**WHAT TO PRODUCE:** Quote the records below word for word, every line of them, and leave the pictures out of your answer.

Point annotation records
+===+
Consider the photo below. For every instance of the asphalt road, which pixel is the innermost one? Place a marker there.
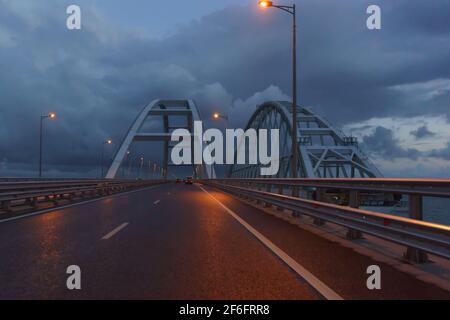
(177, 242)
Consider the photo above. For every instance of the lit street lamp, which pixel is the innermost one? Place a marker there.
(106, 142)
(51, 116)
(291, 10)
(218, 116)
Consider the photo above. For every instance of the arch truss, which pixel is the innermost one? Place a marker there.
(163, 109)
(324, 152)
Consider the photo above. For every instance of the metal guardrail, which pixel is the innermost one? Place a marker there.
(419, 236)
(25, 192)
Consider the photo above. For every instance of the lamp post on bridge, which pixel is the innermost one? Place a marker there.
(291, 10)
(51, 116)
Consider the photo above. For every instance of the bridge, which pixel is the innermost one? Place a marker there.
(239, 237)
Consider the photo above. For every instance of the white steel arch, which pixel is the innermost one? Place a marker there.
(164, 108)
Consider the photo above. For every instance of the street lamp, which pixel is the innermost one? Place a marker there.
(218, 116)
(291, 10)
(51, 116)
(140, 166)
(106, 142)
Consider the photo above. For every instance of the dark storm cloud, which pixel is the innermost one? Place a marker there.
(98, 79)
(422, 132)
(382, 143)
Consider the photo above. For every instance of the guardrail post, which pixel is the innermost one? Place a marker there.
(268, 189)
(416, 212)
(258, 187)
(34, 202)
(6, 205)
(318, 195)
(353, 234)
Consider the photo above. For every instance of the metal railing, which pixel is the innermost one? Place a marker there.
(418, 236)
(27, 194)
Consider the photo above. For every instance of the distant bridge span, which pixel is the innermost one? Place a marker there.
(324, 152)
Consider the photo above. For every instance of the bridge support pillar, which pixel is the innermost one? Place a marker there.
(354, 203)
(416, 212)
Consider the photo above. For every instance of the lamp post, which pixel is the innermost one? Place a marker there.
(51, 116)
(106, 142)
(291, 10)
(218, 116)
(141, 164)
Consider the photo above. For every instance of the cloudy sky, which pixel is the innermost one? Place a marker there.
(390, 88)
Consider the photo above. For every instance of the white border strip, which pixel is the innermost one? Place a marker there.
(322, 288)
(27, 215)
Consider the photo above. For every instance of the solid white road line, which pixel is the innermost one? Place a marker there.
(75, 204)
(115, 231)
(322, 288)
+===+
**TASK OUTPUT:**
Consider the photo below. For every instance of the asphalt road, which pixel is the innermost one? Place a marker there.
(177, 242)
Consider the photo above. For every instance of the lit street lamp, which pixel is the innermost one? Place a marker there.
(106, 142)
(51, 116)
(291, 10)
(218, 116)
Consider the photo above. For every instance of the arch truss, which pixel is the innermost one? Place a marker there.
(163, 109)
(324, 152)
Consider the photo above. For every instance of the metal guardrail, which pixel is the innermost one? Place a marker there.
(419, 236)
(25, 192)
Consider the photo above. For every instance of the lamp post on bridge, which pixel is the innermost one? Place a marker there.
(291, 10)
(51, 116)
Consider the photo above. For every instance of the bridge, which pixel is the innermost one? Place a marker there.
(239, 237)
Consider the photo above. For every instance of the white steel arch, which pixel is the innermost one? Place a marker there.
(164, 108)
Consider the photo above. For every instance of the street lamp, which pixel is the innermost one? Place a marker there.
(218, 116)
(291, 10)
(51, 116)
(140, 166)
(106, 142)
Consider the photo above. For every instance of the dark storm cloud, which pixel is the innermost one? Place a marker there.
(98, 79)
(422, 132)
(382, 143)
Consider the photo above. For every instance of the guardrail post, which pixel is the innermost one? Place a marker there.
(268, 189)
(416, 212)
(258, 187)
(34, 202)
(6, 205)
(318, 195)
(353, 234)
Consider the photo above. For every instance of the metal railing, which pixel is the innermost one? Place a marker there.
(418, 236)
(27, 194)
Consider the photo above. For every instance of the distant bridge span, which pixel is the innermost one? Place a marker there.
(324, 152)
Consider the photo above. For every instance of the bridge support pillar, which pixel is the innermost one? Place a marker there.
(354, 203)
(416, 212)
Consider the photo above. For every instance of the lamp post, which pixel is the innermost one? Place a marker there.
(51, 116)
(106, 142)
(291, 10)
(218, 116)
(141, 164)
Consider the photo above. For every instance of the cloudy sky, which pixel is the innermost one? Place a marker there.
(390, 88)
Consider the photo above. For every instance of the white border strip, which pixel is the innermost one? Place a marker there.
(322, 288)
(27, 215)
Consider the photo above. For every instance of the solid white road line, which pixel is the innermost one? Place a marker there.
(75, 204)
(115, 231)
(322, 288)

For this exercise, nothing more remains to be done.